## WHAT IS EXPECTED
Continue the forum reply about RAM speed and memory clocks on Ryzen 5000 processors, starting after its final sentence.

— begin TEXT —

I though RAM Upgrade was Useless, I was completely wrong. Like its only a handful of FPS gain when going to a quad channel.

If we're talking about Ryzen 5000 here, its a CPU with only two memory controllers, so only dual channel. In your case, you're likely changing 3 variables, the FCLK, MCLK:UCLK, and how many DIMM slots are populated. Also, potentially better tuning on timings on the 3200MT/sec kit compared to a 2666MT/sec kit.

 

27 minutes ago, foxbill86 said:

But When I upgraded to a 4x8GB 3200mhz Adata Gammix D45 (I just wanted all slot to be occupied cuz it looks so cool lol) from my previous HyperX 2x16 2666mhz. It was a HUGE LEAP! 

 

I'm talking about 50+ gain on CS2! 

 

and not only that, My average on Helldivers 2 was like 70-80 FPS But now with the new ram, its at 100-144 FPS. Shits krazy.

 

Am I stupid or something for missing this out or all of these videos on youtube are scam?

If we're talking about a 5700x3D and 2666MT/sec vs 3200MT/sec RAM, its more than just a RAM speed increase. Ryzen 5000 wants a 1:1:1 FCLK:MCLK:UCLK. Ryzen 5000 by default has these clocks at 1600MHz, aka what most people think of as "3200MHz RAM" (actually 1600MHz with a 3200MT/sec data rate).

— end TEXT —
— begin PROVIDED DATA —

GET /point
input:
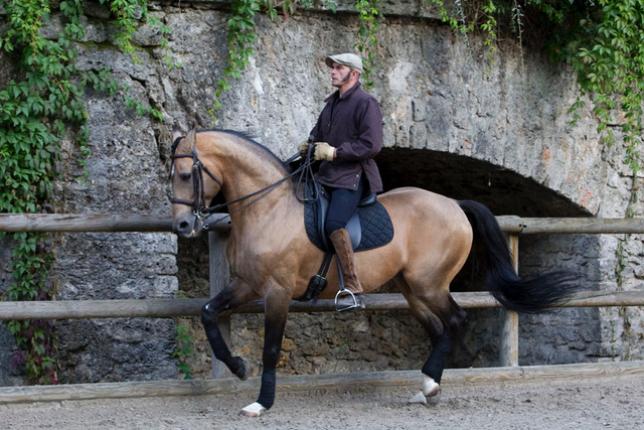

— end PROVIDED DATA —

## RESPONSE
FCLK is the fabric clock, which handles the bandwidth between the CCDs and the IOD. This would effectively be all data being sent to and from the CPU cores. Its an additional clock that doesn't need to exist on monolith die CPUs like Intel's right now because there's not multiple dies communicating on the same substrate like Ryzen. Its what allowed Ryzen to be so cheap and powerful, its multi-chip design. Helps increase yield rates and reduce cost by taking the less important bits what's formerly known as the North Bridge and separating it from the main die, aka, the IOD.

 

MCLK and UCLK being the memory controllers and memory bus clocks.

 

Now I don't know if Ryzen 5000 would set FCLK to 1333MHz with a 2666MT/sec RAM kit or if it still runs at 1600MHz and just not 1:1:1. I'd suspect it would still prefer 1:1:1 for stability, and going from 1333MHz to 1600MHz on the FCLK is a significant performance jump, probably more than going from 1600MHz to 1800MHz which is what Ryzen 5000 would want with a 3600MT/sec RAM kit.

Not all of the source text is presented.